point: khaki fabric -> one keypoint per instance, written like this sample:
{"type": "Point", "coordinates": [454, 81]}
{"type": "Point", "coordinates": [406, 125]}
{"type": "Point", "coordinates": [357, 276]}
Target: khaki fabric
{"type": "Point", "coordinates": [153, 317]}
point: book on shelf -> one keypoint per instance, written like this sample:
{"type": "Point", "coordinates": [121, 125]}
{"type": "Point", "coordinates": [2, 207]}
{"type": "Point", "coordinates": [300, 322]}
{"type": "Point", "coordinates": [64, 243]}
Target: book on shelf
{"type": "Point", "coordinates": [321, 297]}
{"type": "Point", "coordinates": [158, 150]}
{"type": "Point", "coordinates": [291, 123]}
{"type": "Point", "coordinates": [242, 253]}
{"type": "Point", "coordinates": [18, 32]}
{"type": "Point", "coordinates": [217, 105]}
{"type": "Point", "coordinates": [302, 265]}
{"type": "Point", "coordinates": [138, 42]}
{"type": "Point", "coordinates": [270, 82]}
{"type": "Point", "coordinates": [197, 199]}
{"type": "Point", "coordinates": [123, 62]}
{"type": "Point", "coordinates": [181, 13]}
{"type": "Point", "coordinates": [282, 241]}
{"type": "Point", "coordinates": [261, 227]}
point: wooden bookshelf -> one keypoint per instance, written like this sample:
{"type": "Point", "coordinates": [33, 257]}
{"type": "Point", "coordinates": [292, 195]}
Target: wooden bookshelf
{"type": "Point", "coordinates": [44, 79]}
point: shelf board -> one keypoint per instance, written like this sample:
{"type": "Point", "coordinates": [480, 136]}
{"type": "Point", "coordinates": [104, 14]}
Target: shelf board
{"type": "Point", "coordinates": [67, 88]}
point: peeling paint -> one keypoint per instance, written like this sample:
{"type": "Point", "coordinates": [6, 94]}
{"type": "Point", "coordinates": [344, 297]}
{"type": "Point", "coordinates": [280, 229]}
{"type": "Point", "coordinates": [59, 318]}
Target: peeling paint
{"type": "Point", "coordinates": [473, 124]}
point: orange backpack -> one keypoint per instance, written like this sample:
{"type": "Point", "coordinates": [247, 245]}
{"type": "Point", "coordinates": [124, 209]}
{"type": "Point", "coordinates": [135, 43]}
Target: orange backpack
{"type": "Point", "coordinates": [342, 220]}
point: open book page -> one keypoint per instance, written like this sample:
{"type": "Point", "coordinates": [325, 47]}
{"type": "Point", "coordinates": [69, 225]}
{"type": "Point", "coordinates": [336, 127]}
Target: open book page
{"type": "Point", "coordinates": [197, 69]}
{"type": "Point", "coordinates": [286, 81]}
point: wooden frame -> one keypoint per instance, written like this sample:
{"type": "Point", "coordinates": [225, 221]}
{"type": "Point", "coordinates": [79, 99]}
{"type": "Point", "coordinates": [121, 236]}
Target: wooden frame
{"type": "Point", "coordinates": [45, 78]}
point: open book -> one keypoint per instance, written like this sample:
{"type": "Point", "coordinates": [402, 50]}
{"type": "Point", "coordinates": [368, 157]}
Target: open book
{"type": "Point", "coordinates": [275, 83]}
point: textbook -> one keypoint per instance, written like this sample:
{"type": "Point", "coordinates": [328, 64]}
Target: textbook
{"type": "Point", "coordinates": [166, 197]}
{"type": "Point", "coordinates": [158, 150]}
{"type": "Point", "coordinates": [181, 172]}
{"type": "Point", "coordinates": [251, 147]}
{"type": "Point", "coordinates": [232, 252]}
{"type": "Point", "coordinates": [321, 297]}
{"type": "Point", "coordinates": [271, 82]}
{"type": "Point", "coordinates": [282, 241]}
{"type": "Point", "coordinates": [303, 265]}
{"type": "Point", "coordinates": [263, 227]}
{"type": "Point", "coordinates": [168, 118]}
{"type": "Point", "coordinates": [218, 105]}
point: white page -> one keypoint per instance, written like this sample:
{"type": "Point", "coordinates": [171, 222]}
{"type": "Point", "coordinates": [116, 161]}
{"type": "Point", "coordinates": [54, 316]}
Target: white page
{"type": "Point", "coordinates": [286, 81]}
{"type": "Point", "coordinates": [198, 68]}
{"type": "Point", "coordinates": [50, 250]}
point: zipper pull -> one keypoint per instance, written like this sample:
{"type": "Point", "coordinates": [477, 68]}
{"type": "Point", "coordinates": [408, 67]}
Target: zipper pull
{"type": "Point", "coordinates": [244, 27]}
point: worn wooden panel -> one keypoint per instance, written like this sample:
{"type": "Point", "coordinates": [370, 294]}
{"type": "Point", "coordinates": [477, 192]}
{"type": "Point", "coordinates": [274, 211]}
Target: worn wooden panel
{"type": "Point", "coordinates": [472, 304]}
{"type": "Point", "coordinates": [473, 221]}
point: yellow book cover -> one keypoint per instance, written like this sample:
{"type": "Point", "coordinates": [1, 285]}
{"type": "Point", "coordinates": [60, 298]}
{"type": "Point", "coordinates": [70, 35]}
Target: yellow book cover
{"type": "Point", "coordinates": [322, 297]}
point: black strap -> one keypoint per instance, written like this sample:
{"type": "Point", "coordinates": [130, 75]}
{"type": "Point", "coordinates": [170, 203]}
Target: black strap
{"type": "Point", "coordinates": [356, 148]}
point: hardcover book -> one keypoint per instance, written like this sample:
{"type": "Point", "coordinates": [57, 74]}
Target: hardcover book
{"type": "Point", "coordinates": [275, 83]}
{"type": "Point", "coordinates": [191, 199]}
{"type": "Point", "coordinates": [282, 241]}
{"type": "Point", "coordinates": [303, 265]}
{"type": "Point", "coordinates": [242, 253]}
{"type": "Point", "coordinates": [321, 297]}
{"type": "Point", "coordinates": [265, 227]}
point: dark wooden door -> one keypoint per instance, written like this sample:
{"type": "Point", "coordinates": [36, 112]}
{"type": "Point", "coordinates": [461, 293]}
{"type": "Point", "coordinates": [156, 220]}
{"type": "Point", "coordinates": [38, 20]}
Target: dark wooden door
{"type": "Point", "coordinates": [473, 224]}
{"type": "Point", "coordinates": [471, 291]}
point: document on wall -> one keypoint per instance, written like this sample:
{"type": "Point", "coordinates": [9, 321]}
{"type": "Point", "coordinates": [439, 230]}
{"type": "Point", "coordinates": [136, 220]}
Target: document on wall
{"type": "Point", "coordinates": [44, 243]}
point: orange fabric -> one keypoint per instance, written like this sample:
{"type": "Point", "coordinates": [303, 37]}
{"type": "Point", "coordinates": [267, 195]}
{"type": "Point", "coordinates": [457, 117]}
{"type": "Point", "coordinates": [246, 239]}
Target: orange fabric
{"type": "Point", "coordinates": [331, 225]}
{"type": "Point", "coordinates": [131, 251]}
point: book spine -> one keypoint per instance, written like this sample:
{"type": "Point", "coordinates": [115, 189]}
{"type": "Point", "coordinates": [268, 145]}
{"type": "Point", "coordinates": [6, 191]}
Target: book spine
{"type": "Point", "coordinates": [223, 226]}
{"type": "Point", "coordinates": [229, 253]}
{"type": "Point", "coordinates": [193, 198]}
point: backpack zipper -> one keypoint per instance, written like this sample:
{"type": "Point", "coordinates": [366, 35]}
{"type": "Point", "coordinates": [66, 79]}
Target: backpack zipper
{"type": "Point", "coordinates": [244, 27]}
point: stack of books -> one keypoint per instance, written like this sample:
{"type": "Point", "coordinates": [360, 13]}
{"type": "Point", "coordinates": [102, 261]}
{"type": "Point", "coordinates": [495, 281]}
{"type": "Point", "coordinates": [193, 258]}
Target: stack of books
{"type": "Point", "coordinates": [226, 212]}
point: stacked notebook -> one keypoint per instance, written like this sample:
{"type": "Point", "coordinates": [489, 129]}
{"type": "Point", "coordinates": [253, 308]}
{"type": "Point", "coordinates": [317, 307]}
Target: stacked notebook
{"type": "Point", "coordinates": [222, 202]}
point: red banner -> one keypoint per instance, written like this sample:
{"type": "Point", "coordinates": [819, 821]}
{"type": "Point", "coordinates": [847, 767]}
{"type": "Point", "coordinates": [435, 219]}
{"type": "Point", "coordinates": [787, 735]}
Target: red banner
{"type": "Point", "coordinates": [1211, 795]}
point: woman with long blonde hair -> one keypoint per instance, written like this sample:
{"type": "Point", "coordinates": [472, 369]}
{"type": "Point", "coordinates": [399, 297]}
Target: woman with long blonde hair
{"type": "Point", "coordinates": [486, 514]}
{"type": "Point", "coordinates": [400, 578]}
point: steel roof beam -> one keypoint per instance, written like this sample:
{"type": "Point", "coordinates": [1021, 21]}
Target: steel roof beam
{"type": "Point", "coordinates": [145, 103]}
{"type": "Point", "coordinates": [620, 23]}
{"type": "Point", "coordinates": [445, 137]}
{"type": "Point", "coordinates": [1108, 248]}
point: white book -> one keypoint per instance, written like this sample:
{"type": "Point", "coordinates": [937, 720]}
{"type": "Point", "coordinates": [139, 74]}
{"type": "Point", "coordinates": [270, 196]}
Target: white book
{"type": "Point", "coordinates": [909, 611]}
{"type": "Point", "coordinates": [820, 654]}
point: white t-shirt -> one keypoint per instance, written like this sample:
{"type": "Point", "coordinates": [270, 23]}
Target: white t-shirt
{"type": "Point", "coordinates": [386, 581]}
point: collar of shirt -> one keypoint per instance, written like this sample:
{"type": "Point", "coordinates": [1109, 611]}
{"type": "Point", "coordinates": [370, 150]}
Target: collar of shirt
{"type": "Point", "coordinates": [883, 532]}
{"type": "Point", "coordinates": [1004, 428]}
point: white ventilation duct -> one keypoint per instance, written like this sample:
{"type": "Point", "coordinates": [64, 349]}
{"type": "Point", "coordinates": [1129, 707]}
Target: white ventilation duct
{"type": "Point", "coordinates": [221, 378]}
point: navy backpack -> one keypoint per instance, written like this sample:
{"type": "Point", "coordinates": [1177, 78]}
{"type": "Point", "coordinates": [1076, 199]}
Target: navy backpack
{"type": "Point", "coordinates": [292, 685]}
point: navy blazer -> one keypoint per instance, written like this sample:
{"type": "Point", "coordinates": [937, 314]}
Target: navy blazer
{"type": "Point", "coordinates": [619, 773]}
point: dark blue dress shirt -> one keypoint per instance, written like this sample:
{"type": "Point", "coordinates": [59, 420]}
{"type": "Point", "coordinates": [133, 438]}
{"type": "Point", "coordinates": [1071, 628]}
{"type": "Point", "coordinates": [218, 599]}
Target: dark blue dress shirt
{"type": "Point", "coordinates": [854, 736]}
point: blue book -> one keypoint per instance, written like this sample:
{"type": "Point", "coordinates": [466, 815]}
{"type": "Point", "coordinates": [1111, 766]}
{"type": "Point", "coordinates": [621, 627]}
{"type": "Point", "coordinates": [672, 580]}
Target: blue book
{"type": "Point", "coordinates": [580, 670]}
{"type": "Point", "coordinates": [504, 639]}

AIM OF THE EXERCISE >> Look above for the line containing "point: red banner". Output from there through the line containing "point: white book", exactly and inclusively.

THE ANSWER >>
point: red banner -> one keypoint per instance, written like this sample:
{"type": "Point", "coordinates": [819, 821]}
{"type": "Point", "coordinates": [847, 767]}
{"type": "Point", "coordinates": [435, 219]}
{"type": "Point", "coordinates": [787, 735]}
Target: red banner
{"type": "Point", "coordinates": [1211, 795]}
point: woman with long blonde hair -> one keypoint per instance, written like this sample:
{"type": "Point", "coordinates": [472, 369]}
{"type": "Point", "coordinates": [399, 297]}
Target: woman with long blonde hair
{"type": "Point", "coordinates": [486, 514]}
{"type": "Point", "coordinates": [400, 578]}
point: steel roof beam -> one keypoint per instance, written like this sample:
{"type": "Point", "coordinates": [1021, 21]}
Target: steel roof beam
{"type": "Point", "coordinates": [145, 103]}
{"type": "Point", "coordinates": [620, 23]}
{"type": "Point", "coordinates": [445, 137]}
{"type": "Point", "coordinates": [1108, 248]}
point: white book -> one keypoint per instance, written like this sample:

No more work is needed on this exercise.